### Required task
Duplicate all of the data below verbatim, line for line, but leave the picture out of your copy.
-- Start of Exercise materials --
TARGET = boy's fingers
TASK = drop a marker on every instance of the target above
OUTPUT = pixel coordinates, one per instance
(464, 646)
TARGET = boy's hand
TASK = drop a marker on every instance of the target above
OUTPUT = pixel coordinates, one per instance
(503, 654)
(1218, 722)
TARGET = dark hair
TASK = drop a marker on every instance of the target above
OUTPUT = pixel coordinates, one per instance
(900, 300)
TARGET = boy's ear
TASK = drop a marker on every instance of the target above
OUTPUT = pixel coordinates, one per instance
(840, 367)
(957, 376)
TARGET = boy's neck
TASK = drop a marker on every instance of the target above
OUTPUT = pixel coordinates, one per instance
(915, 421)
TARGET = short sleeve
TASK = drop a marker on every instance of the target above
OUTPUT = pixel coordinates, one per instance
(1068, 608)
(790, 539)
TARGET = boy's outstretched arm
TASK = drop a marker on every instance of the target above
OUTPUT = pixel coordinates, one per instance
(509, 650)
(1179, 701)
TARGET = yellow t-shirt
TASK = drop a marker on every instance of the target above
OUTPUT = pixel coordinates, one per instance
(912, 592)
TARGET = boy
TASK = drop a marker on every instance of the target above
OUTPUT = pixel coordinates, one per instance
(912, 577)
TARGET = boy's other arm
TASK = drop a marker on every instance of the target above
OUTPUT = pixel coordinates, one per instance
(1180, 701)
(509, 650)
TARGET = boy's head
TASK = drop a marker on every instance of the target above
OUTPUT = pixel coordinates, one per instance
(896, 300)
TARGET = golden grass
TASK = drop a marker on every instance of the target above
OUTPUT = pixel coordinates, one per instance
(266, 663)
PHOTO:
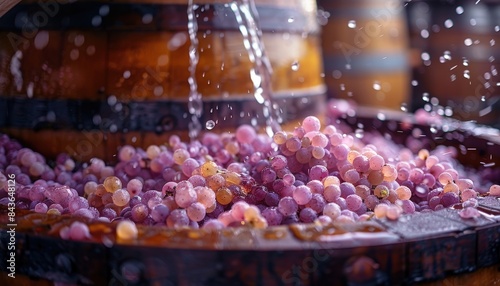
-- End of Exercise materials --
### The output
TARGET = boy's fingers
TASK = drop a marker on every instance of the target above
OUTPUT = pixel coordinates, one per instance
(464, 646)
TARGET = boy's hand
TASK = drop a marker on every instance of the target above
OUTPUT = pixel coordinates, one per instance
(503, 654)
(1218, 722)
TARGET = dark hair
TASK = drop a marker on every instance of the target above
OUTPUT = pixel coordinates, one per instance
(900, 300)
TARGET = boy's ear
TASK = drop a marker on every instance of the target above
OUTPUT = pixel coordinates, one per instance
(840, 367)
(957, 376)
TARGET = boy's neck
TASK = drop a marker on every instance of the target above
OUTPUT = pixel coordinates, one per instance
(915, 421)
TARGET = short sleeve
TASK = drop a marker on every instance of the target above
OUTPUT = pixel coordinates, one per instance
(1068, 608)
(790, 539)
TARGET = boy's outstretched arm
TASK = drop a marker on every instance of the target above
OUTPUT = pixel coordinates, one per instance
(509, 650)
(1179, 701)
TARGET = yellow t-shirt
TASK = drop a marker on every instance of the target above
OUTPUT = pixel coordinates, one per instance
(912, 592)
TARGET = boy
TASK = drop a marker on every instance of the target above
OUTPUT = pixel coordinates, one per instance
(912, 577)
TARGET = boy's other arm
TASK = drop a marker on every instance of the target above
OUTPUT = pixel coordinates, one per instance
(1180, 701)
(509, 650)
TARGET = boy's head
TASK = drop a marker on every instance of the target above
OUTPUT = pixel coordinates, one per instance
(896, 300)
TARGET = golden grass
TASK = drop a marker on every instance of the target above
OUTPUT = pixel coordinates, one per instance
(266, 663)
PHOTO:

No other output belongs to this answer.